Your objective -
Quote every line of the listing below verbatim, from first to last.

Contour annotation records:

----------------

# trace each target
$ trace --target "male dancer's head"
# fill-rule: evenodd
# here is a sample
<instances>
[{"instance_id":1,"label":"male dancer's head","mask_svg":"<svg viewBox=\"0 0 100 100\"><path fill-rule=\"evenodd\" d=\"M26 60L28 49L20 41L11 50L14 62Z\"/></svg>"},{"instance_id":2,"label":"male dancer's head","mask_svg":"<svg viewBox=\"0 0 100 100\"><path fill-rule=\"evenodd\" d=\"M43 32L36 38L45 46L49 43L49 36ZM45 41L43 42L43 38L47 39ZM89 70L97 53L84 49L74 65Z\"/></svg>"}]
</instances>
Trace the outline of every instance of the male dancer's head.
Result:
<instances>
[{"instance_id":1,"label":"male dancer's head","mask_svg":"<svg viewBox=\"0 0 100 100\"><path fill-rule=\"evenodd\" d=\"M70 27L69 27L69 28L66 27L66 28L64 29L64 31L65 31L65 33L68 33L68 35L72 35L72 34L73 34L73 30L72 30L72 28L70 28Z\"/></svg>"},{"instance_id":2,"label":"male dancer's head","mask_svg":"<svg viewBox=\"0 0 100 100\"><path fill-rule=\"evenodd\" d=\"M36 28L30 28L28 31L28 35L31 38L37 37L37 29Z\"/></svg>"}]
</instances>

----------------

Result of the exercise -
# trace each target
$ trace --target "male dancer's head"
# fill-rule: evenodd
# here is a sample
<instances>
[{"instance_id":1,"label":"male dancer's head","mask_svg":"<svg viewBox=\"0 0 100 100\"><path fill-rule=\"evenodd\" d=\"M26 60L28 49L20 41L11 50L14 62Z\"/></svg>"},{"instance_id":2,"label":"male dancer's head","mask_svg":"<svg viewBox=\"0 0 100 100\"><path fill-rule=\"evenodd\" d=\"M43 32L36 38L45 46L49 43L49 36ZM45 41L43 42L43 38L47 39ZM89 70L97 53L84 49L74 65Z\"/></svg>"}]
</instances>
Trace the outline of every instance of the male dancer's head.
Result:
<instances>
[{"instance_id":1,"label":"male dancer's head","mask_svg":"<svg viewBox=\"0 0 100 100\"><path fill-rule=\"evenodd\" d=\"M70 27L69 27L69 28L66 27L66 28L64 29L64 31L65 31L65 33L68 33L68 35L72 35L72 34L73 34L73 30L72 30L72 28L70 28Z\"/></svg>"},{"instance_id":2,"label":"male dancer's head","mask_svg":"<svg viewBox=\"0 0 100 100\"><path fill-rule=\"evenodd\" d=\"M36 28L30 28L28 31L28 35L31 38L37 37L37 29Z\"/></svg>"}]
</instances>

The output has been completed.